* [What to work on] Reply with one number, the count of lines below that contain the string "flat".

* [Task material]
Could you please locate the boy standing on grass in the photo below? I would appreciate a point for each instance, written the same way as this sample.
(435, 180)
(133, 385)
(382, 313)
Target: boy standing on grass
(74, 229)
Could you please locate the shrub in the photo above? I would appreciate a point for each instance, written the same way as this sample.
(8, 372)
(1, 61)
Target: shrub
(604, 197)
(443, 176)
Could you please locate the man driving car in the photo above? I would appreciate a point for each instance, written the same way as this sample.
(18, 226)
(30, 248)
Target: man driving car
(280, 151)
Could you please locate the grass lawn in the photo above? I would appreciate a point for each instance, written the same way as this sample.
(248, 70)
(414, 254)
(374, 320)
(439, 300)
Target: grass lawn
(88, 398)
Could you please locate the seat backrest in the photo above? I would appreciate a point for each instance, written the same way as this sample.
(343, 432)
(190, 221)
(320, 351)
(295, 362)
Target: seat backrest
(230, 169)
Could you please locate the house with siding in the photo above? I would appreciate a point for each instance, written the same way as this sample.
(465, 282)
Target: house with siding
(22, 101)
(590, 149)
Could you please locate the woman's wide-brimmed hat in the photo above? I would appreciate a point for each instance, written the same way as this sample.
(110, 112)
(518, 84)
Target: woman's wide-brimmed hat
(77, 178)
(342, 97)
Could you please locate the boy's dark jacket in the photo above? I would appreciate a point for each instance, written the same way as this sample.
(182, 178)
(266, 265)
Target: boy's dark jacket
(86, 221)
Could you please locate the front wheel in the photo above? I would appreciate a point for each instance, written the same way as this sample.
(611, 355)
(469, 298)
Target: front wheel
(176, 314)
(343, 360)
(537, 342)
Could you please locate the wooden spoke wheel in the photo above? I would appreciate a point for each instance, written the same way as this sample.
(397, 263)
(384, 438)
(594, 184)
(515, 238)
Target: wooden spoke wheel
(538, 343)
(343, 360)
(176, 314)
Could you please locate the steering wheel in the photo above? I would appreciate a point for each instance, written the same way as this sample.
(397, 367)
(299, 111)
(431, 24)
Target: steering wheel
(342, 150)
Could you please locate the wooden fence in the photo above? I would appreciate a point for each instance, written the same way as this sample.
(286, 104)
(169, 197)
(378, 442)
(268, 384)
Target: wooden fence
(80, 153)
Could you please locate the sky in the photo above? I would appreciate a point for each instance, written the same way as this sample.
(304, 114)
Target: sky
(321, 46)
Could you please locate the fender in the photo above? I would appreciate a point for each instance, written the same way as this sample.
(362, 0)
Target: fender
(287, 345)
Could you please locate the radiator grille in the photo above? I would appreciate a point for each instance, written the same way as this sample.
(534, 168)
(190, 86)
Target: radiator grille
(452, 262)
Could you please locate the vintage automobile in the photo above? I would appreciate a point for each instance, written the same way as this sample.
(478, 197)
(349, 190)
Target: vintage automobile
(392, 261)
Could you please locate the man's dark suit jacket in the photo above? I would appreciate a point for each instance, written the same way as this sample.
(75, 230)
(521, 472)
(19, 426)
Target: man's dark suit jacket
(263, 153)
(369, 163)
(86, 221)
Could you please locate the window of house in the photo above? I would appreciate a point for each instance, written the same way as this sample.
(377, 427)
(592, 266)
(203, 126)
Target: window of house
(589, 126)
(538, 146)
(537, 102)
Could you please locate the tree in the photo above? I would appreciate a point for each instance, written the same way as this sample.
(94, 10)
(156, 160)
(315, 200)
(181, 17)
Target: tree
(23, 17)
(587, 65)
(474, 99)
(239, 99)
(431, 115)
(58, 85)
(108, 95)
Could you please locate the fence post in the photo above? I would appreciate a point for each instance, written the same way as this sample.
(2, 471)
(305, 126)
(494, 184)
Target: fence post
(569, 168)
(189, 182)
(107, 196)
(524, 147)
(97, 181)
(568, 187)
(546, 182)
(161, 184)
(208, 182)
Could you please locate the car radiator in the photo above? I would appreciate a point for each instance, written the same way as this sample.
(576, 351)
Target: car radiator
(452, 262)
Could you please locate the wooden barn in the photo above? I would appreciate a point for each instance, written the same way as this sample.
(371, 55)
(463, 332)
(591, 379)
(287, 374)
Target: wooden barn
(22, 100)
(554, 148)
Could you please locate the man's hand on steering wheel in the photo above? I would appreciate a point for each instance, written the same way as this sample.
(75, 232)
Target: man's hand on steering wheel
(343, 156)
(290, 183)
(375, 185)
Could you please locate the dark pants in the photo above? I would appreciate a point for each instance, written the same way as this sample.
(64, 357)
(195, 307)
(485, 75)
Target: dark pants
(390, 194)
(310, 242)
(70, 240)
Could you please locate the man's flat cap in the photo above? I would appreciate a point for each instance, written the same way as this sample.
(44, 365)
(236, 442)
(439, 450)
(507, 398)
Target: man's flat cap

* [Result] 2